Exercise —
Write out nothing but the lines from the first line of the entries below through the line with "Target: lace trim on dress"; no pictures go in.
*** Records supplied
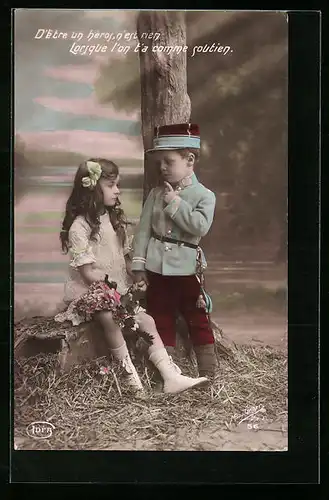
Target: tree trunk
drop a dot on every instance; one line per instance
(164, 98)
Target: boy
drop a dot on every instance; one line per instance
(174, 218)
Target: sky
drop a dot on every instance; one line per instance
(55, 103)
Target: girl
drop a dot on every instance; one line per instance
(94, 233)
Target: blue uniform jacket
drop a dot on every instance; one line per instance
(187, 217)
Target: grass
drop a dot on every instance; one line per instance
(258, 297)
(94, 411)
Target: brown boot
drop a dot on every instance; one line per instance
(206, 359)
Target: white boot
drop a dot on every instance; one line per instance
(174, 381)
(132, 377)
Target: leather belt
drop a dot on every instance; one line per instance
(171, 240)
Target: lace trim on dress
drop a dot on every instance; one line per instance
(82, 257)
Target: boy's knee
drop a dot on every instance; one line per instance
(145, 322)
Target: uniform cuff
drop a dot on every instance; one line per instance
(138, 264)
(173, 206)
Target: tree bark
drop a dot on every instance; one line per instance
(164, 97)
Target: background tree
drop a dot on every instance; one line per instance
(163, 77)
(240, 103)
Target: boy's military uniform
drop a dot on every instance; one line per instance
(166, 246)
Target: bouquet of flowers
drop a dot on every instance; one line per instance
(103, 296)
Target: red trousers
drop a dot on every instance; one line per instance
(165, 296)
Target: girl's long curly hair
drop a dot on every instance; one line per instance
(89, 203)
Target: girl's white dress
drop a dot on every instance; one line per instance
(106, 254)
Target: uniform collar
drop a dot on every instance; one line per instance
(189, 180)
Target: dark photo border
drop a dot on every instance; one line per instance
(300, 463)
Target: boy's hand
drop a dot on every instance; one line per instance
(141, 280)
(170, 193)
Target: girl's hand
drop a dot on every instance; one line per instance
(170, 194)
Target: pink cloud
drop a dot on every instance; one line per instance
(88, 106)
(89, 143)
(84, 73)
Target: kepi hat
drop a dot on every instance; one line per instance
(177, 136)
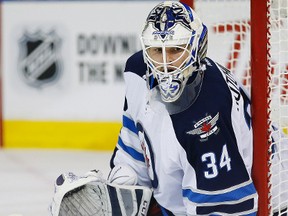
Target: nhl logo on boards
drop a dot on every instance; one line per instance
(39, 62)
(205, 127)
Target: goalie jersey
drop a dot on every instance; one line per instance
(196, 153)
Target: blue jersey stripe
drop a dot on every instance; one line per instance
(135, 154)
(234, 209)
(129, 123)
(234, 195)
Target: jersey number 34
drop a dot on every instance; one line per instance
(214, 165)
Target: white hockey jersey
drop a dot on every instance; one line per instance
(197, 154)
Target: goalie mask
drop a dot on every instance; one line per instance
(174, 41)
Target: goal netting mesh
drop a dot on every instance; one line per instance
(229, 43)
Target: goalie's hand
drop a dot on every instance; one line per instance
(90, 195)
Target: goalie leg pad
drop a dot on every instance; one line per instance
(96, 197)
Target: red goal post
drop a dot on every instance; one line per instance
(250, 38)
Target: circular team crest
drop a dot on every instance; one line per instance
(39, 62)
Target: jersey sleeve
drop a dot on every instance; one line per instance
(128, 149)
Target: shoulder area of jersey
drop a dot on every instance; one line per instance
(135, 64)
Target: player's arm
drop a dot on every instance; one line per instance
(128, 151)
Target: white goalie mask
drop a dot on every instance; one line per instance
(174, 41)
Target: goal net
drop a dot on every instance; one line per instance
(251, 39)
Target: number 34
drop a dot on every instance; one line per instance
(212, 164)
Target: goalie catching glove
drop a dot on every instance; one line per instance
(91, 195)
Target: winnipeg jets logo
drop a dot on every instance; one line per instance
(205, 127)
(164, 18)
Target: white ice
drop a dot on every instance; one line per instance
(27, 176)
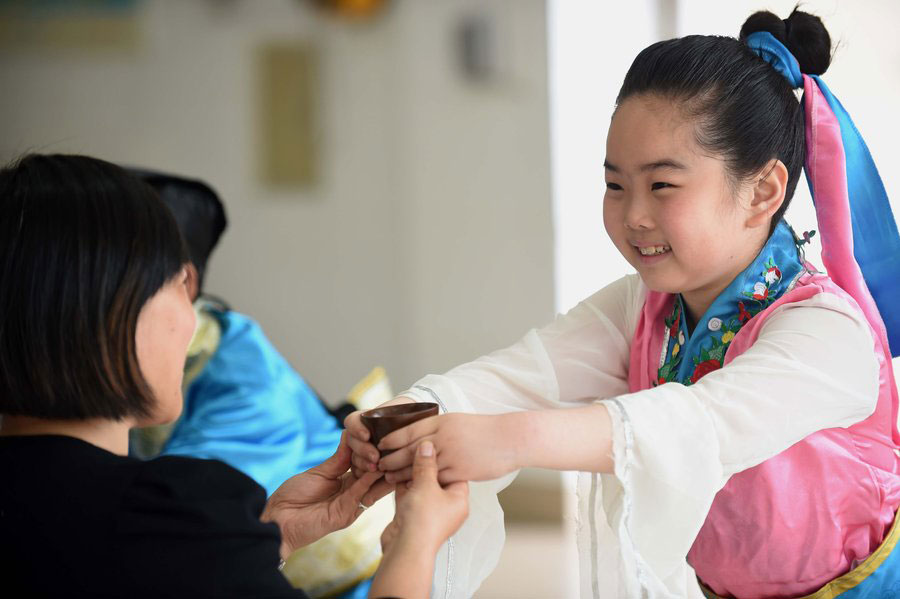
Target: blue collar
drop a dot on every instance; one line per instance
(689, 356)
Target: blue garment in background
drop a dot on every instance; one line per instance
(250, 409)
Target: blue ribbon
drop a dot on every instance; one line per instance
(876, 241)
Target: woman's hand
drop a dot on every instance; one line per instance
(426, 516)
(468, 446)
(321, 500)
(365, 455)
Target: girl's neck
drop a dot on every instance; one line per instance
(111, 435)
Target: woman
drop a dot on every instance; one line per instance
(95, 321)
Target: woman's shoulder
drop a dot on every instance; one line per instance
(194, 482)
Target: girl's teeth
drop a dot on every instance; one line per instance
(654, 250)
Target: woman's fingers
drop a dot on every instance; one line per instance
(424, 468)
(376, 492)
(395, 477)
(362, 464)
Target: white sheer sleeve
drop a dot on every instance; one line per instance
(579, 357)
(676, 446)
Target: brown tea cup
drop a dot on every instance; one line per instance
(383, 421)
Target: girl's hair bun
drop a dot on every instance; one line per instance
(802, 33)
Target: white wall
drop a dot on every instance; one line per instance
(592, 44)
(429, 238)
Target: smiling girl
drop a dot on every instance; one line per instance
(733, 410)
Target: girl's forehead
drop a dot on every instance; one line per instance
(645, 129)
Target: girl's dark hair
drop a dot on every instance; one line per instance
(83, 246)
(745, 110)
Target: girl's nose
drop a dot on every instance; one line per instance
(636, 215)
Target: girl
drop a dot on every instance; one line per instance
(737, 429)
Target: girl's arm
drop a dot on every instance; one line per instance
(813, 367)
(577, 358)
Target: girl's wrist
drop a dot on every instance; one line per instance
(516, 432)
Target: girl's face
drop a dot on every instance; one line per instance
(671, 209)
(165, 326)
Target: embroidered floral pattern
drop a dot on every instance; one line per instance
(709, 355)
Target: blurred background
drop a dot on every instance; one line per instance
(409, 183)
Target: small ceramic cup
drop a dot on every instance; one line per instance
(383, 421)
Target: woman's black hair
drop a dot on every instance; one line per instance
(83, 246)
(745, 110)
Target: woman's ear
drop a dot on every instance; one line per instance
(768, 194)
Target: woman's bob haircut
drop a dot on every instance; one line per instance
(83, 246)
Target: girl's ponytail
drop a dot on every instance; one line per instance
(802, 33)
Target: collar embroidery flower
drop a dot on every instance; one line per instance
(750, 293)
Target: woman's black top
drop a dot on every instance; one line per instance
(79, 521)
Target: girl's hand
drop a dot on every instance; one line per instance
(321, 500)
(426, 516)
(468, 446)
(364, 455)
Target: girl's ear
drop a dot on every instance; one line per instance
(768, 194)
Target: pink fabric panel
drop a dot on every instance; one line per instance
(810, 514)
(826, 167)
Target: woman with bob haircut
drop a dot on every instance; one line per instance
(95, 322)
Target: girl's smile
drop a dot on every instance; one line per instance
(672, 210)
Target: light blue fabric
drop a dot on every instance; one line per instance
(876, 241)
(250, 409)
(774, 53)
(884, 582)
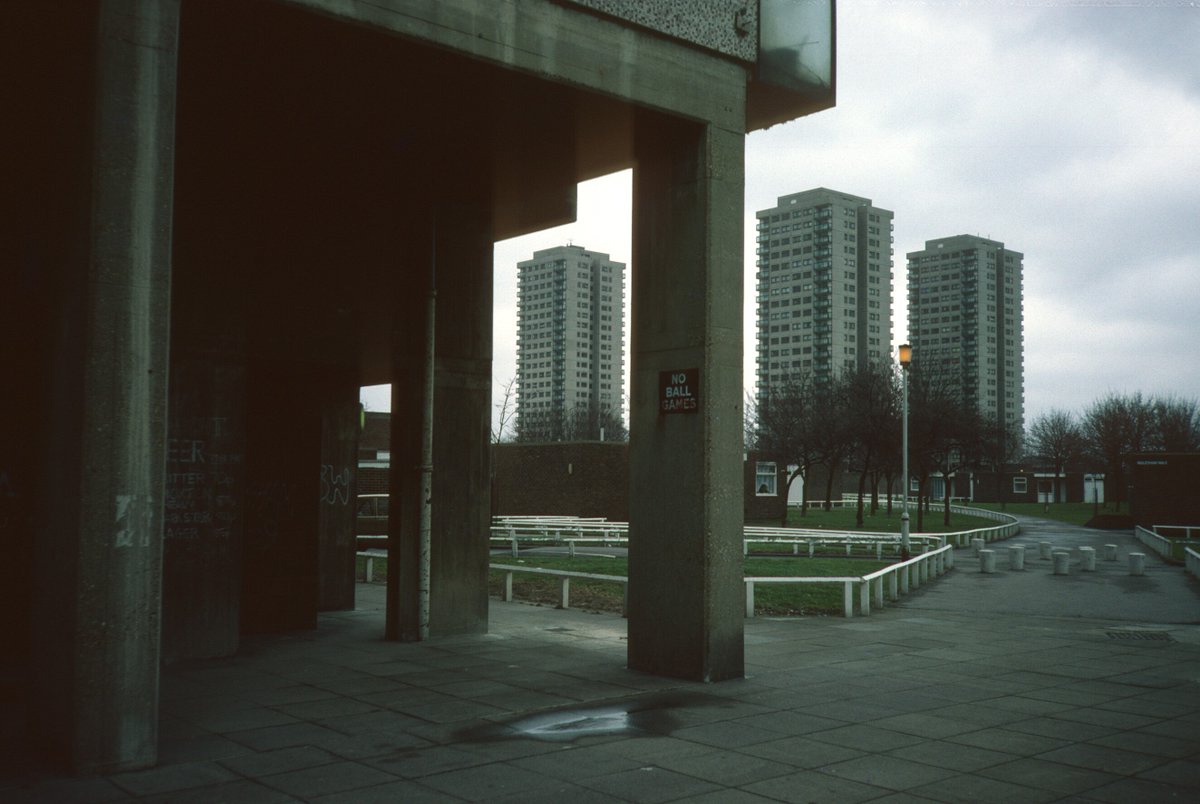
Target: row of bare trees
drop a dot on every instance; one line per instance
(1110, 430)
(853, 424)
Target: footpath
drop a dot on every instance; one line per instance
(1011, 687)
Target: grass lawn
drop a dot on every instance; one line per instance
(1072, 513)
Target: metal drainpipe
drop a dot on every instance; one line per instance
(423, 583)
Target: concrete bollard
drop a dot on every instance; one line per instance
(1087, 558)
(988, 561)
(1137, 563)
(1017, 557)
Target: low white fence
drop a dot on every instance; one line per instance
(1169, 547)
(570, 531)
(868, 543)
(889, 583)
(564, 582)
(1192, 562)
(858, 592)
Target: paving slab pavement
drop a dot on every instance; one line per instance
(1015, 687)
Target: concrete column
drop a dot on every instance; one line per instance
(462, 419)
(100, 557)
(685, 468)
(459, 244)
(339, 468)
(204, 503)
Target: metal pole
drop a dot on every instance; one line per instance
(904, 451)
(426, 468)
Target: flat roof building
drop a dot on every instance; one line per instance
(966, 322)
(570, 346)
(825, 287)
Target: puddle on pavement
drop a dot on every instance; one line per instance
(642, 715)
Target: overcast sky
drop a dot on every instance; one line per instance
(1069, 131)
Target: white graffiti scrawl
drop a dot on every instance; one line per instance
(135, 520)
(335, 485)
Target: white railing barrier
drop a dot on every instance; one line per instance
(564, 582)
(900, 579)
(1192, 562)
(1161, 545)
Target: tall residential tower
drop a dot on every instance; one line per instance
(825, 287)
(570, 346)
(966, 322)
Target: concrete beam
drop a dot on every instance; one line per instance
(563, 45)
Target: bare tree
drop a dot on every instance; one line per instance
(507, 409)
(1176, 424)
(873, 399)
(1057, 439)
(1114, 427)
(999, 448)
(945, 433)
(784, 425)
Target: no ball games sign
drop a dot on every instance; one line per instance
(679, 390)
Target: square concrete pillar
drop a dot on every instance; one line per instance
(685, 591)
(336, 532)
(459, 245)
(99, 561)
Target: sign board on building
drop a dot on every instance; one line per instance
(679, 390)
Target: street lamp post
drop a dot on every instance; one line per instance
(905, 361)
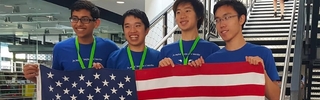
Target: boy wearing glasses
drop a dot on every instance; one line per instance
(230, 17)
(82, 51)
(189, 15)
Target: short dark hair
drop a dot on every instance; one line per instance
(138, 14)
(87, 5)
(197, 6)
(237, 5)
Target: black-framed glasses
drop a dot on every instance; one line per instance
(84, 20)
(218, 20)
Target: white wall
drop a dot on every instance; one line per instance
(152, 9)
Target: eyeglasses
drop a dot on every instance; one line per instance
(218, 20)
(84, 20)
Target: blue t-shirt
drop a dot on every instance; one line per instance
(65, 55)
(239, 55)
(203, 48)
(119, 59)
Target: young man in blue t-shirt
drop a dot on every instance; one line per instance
******
Task answer —
Target: tree trunk
drop a dot on every instance; one line per instance
(164, 98)
Target: boy
drop a dot on every instance; one line per instance
(174, 218)
Target: sky
drop a dot on every instance; one line per instance
(55, 103)
Target: girl
drop a dot on every instance; one line per instance
(94, 233)
Target: blue uniform jacket
drop a dot on every instance; one line per instance
(187, 217)
Target: grass
drop a dot on every instance; one line per instance
(258, 297)
(94, 411)
Target: brown boot
drop a dot on every instance; one line per instance
(206, 359)
Target: white boot
drop a dot on every instance; one line per instance
(174, 381)
(132, 377)
Target: leather belt
drop a dot on every instance; one line per instance
(171, 240)
Target: lace trim on dress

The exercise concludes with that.